» **WHAT YOU SHOULD DO**: Once you find the line containing "Per the specification, this detector localizes the two-track", output it and every line after it to the end of the records, exactly.
^^^^^^^^^^^^^^^^
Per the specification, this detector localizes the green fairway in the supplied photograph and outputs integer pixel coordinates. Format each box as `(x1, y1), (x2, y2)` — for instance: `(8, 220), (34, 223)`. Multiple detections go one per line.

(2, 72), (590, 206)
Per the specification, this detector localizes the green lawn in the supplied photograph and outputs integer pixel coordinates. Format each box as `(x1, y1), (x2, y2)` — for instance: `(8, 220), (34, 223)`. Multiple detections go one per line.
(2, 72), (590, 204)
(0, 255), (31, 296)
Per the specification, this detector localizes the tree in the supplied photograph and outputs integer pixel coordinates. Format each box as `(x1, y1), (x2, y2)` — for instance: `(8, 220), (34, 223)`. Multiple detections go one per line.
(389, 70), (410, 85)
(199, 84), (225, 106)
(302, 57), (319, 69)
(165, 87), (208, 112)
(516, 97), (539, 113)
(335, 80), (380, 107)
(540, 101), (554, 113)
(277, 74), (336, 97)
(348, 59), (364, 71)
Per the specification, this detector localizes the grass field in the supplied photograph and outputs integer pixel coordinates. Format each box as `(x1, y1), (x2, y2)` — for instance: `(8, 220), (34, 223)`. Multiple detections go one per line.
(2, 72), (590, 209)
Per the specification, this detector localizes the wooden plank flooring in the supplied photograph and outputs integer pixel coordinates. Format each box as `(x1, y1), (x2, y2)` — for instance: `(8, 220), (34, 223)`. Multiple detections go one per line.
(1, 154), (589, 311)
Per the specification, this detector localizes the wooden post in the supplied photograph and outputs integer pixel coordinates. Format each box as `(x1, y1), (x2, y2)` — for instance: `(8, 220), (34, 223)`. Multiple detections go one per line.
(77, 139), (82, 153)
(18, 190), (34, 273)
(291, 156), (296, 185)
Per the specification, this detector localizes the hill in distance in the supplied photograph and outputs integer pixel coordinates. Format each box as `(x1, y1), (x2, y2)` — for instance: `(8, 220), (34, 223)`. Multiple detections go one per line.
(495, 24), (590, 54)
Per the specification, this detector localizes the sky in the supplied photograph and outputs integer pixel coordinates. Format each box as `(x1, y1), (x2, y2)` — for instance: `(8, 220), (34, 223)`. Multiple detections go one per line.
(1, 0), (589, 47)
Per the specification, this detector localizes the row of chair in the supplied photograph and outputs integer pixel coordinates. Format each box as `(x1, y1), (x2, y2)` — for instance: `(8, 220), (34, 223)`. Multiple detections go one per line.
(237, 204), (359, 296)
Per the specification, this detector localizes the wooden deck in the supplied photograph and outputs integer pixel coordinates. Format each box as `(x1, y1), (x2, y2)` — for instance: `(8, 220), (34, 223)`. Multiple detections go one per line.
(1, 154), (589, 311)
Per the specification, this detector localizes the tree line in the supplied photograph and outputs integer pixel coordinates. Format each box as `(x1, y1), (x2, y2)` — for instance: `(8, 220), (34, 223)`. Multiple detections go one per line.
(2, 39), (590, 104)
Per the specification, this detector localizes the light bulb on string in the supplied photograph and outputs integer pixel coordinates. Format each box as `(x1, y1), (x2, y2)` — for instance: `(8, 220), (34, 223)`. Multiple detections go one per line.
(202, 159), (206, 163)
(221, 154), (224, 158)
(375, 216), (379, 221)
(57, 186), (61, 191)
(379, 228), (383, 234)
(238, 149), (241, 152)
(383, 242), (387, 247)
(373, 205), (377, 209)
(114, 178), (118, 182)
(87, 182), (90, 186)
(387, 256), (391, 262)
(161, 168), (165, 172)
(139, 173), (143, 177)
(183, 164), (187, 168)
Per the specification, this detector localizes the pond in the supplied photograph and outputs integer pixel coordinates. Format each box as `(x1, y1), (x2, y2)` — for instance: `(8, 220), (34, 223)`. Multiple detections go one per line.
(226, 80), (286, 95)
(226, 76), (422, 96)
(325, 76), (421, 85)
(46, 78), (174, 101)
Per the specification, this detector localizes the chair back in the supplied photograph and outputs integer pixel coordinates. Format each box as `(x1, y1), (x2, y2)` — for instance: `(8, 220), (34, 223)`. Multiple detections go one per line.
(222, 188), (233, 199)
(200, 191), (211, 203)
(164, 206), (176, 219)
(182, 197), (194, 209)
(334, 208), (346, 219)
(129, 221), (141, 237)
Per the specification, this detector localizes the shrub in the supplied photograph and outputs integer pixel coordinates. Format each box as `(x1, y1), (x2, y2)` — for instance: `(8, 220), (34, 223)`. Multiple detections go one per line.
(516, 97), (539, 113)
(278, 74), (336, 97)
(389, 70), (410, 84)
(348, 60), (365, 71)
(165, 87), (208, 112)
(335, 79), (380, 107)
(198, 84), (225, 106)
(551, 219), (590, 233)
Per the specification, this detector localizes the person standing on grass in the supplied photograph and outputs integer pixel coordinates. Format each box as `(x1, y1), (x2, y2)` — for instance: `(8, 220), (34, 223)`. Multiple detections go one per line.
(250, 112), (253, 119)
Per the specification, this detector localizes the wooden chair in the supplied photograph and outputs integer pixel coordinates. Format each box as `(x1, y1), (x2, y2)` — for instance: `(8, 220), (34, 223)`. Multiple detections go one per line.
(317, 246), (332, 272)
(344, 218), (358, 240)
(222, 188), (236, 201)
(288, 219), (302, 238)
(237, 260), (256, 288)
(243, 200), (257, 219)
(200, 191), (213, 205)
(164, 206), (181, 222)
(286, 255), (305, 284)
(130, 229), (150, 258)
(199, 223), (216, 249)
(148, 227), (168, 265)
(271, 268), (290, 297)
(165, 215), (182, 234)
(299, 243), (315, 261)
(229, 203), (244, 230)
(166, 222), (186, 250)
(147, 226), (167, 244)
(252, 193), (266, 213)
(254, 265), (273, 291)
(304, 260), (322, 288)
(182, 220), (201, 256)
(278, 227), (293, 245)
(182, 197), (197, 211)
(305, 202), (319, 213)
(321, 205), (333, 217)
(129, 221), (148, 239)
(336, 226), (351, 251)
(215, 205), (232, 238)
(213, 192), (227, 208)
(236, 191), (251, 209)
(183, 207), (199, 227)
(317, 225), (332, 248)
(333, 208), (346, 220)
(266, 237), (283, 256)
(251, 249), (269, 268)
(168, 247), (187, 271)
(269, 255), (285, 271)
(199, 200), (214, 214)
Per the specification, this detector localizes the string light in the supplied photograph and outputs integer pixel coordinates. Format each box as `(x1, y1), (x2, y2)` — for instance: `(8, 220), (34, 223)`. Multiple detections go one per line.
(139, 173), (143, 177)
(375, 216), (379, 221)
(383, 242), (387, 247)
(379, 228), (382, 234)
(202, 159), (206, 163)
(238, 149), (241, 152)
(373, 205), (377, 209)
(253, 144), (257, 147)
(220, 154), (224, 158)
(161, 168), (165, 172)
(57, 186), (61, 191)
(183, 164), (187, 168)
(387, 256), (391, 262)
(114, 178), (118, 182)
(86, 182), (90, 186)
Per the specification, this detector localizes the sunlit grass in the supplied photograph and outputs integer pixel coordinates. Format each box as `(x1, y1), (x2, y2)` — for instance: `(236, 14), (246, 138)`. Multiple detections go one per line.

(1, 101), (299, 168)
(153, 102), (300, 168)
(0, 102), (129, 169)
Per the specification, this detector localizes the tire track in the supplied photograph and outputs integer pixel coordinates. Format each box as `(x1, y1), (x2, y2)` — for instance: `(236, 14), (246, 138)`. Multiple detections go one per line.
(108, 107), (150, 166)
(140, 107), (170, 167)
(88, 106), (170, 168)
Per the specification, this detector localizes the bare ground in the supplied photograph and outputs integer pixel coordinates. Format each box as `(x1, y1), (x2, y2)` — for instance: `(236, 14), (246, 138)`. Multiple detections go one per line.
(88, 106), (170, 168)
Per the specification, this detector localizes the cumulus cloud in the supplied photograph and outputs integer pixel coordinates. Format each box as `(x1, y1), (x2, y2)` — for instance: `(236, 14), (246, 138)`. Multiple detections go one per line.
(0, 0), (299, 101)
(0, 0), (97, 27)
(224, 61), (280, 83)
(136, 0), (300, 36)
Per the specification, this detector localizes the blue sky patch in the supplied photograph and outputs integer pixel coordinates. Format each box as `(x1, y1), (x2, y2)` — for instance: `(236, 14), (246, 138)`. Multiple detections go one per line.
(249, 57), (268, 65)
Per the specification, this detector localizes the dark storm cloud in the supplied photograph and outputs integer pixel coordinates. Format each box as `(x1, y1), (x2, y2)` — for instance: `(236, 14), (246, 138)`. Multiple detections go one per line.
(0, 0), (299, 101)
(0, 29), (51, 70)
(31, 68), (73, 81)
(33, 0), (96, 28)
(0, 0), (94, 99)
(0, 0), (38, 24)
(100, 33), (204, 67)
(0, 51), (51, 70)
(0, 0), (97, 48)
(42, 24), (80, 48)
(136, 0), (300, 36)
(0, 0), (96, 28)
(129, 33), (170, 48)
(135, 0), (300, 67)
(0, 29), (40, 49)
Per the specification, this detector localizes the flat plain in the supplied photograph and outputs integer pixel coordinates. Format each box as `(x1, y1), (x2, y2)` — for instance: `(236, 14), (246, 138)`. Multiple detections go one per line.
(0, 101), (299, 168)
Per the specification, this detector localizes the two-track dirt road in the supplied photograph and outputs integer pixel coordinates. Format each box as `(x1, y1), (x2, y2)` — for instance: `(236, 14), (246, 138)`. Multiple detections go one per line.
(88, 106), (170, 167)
^^^^^^^^^^^^^^^^
» **ANSWER SPACE**:
Per the specification, this detector localizes the two-track dirt road in the supplied photograph and outputs integer pixel coordinates. Format each box as `(x1, y1), (x2, y2)` — for instance: `(236, 14), (246, 138)`. Multiple detections go one per line.
(88, 106), (170, 167)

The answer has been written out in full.